● Text passage
....................
# How do you find the derivative of f(x)=5x^3+12x^2-15?

$f ' \left(x\right) = 15 {x}^{2} + 24 x$

#### Explanation:

Given function:

$f \left(x\right) = 5 {x}^{3} + 12 {x}^{2} - 15$

differentiating above function w.r.t. $x$ as follows

$\setminus \frac{d}{\mathrm{dx}} f \left(x\right) = \setminus \frac{d}{\mathrm{dx}} \left(5 {x}^{3} + 12 {x}^{2} - 15\right)$

$f ' \left(x\right) = \setminus \frac{d}{\mathrm{dx}} \left(5 {x}^{3}\right) + \setminus \frac{d}{\mathrm{dx}} \left(12 {x}^{2}\right) - \setminus \frac{d}{\mathrm{dx}} \left(15\right)$

$= 5 \setminus \frac{d}{\mathrm{dx}} \left({x}^{3}\right) + 12 \setminus \frac{d}{\mathrm{dx}} \left({x}^{2}\right) - 0$

$= 5 \left(3 {x}^{2}\right) + 12 \left(2 x\right)$

$= 15 {x}^{2} + 24 x$

Jul 12, 2018

$f ' \left(x\right) = 15 {x}^{2} + 24 x$

#### Explanation:

Whenever we're trying to differentiate a polynomial, it helps to use the power rule.

In essence, with the power rule, the exponent becomes the coefficient, and the power is decremented by one. We get

$f ' \left(x\right) = 15 {x}^{2} + 24 x$

Recall that the derivative of a constant is zero.

Hope this helps!
....................
● Extracted entries
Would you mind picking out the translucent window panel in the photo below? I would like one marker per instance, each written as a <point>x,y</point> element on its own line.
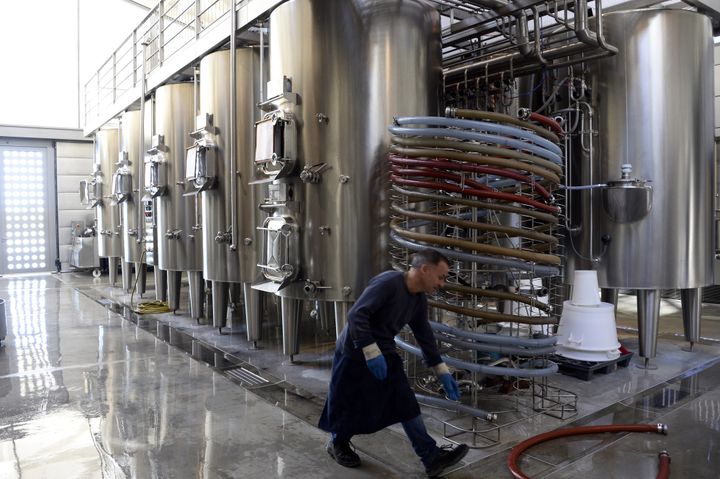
<point>24,203</point>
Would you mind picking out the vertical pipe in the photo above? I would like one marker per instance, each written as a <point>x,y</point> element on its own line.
<point>341,312</point>
<point>174,285</point>
<point>160,284</point>
<point>253,313</point>
<point>692,308</point>
<point>219,303</point>
<point>233,126</point>
<point>290,312</point>
<point>648,302</point>
<point>196,286</point>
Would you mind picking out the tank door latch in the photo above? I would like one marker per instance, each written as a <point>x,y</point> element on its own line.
<point>156,169</point>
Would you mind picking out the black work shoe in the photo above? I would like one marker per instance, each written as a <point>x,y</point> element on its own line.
<point>446,458</point>
<point>343,454</point>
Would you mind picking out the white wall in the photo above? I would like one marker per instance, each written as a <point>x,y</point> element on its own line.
<point>43,77</point>
<point>74,163</point>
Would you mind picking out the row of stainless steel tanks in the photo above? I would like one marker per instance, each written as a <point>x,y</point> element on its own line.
<point>297,206</point>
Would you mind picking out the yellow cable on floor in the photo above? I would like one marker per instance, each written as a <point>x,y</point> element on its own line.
<point>147,307</point>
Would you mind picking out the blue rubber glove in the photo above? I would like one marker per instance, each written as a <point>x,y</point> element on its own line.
<point>450,386</point>
<point>378,367</point>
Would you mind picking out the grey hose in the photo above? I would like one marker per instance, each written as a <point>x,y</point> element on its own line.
<point>512,131</point>
<point>551,367</point>
<point>473,136</point>
<point>496,348</point>
<point>455,406</point>
<point>539,270</point>
<point>495,338</point>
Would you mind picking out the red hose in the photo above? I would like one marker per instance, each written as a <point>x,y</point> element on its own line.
<point>487,170</point>
<point>547,121</point>
<point>473,192</point>
<point>664,472</point>
<point>575,431</point>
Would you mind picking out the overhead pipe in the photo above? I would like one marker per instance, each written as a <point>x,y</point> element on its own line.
<point>516,452</point>
<point>456,407</point>
<point>549,368</point>
<point>233,126</point>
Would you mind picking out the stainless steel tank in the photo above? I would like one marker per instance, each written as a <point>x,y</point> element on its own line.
<point>651,227</point>
<point>128,193</point>
<point>223,261</point>
<point>106,211</point>
<point>339,73</point>
<point>179,245</point>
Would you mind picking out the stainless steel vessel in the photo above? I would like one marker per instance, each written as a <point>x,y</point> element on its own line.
<point>178,222</point>
<point>222,178</point>
<point>128,194</point>
<point>651,228</point>
<point>339,72</point>
<point>106,211</point>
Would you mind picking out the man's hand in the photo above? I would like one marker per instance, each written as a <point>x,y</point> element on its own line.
<point>450,386</point>
<point>378,367</point>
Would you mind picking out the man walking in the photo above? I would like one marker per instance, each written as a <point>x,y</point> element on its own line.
<point>369,389</point>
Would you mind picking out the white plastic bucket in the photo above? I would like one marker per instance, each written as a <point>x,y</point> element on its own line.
<point>585,288</point>
<point>587,333</point>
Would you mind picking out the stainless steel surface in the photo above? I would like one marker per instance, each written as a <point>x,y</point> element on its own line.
<point>290,312</point>
<point>160,277</point>
<point>691,300</point>
<point>648,304</point>
<point>253,312</point>
<point>341,311</point>
<point>174,283</point>
<point>354,66</point>
<point>130,145</point>
<point>113,263</point>
<point>179,241</point>
<point>196,287</point>
<point>107,214</point>
<point>654,111</point>
<point>220,295</point>
<point>220,263</point>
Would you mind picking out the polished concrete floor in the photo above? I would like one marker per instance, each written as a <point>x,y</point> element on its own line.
<point>88,389</point>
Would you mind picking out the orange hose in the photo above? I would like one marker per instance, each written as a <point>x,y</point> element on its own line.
<point>575,431</point>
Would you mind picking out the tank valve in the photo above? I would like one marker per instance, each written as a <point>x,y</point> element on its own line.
<point>221,237</point>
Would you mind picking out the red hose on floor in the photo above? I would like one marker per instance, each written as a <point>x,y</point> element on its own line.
<point>575,431</point>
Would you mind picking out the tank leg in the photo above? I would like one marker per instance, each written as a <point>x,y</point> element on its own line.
<point>141,269</point>
<point>253,313</point>
<point>174,284</point>
<point>692,308</point>
<point>291,310</point>
<point>648,302</point>
<point>341,310</point>
<point>113,263</point>
<point>160,284</point>
<point>196,285</point>
<point>609,295</point>
<point>127,276</point>
<point>220,302</point>
<point>236,309</point>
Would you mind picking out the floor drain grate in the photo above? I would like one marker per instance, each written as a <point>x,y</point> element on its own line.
<point>245,376</point>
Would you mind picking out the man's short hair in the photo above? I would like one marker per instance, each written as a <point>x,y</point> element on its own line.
<point>428,256</point>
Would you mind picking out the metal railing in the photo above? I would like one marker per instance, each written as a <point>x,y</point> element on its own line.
<point>175,32</point>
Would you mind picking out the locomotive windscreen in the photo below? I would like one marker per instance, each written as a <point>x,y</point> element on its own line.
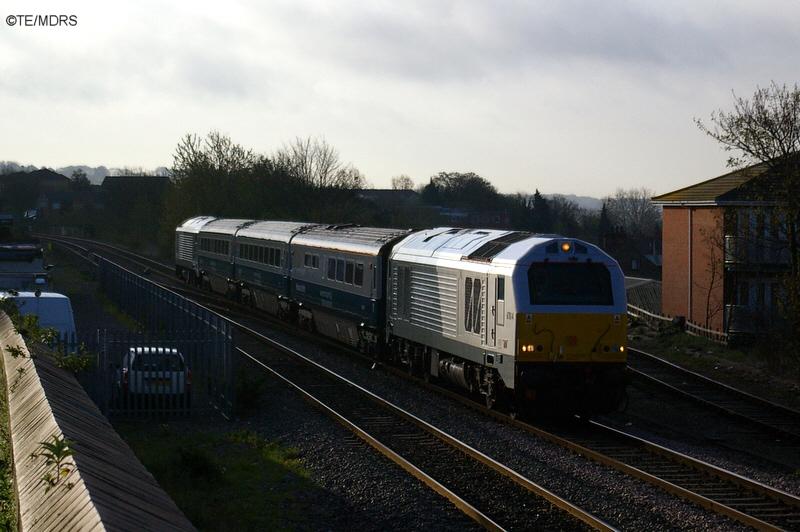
....................
● Tasks
[a] Decide whether each statement below agrees with the derivative text, answering yes or no and quoting the exact words of the text that settle it. (i) The text states that the derivative of a constant is zero. (ii) The text gives the derivative as 15x^2 + 12x. (iii) In the text's description of the power rule, the power is increased by one.
[b] Write out the lines of the listing, starting with its first line and going on through the line that contains "<point>74,163</point>". Leave the pictures out.

● Responses per task
[a]
(i) Yes: "Recall that the derivative of a constant is zero."
(ii) No: "$f ' \left(x\right) = 15 {x}^{2} + 24 x$"
(iii) No: "the power is decremented by one"

[b]
Would you mind picking out the translucent window panel in the photo below? I would like one marker per instance, each written as a <point>x,y</point> element on its own line.
<point>24,203</point>
Would you mind picking out the vertical pipe in the photo above? I would like one marker per instance, each written as a <point>x,y</point> element on its own line.
<point>341,312</point>
<point>174,285</point>
<point>160,284</point>
<point>253,313</point>
<point>692,308</point>
<point>219,303</point>
<point>233,126</point>
<point>290,312</point>
<point>648,302</point>
<point>196,286</point>
Would you mind picking out the tank door latch in the photo above? I would like one marker per instance, each written as a <point>x,y</point> element on its own line.
<point>156,169</point>
Would you mind picking out the black work shoe in the photo above? I would like one marker per instance, each written as a <point>x,y</point> element on its own line.
<point>446,458</point>
<point>343,454</point>
Would you mind picking out the white wall in the photo above? I would like one marker per instance, each written as a <point>x,y</point> element on its own line.
<point>43,77</point>
<point>74,163</point>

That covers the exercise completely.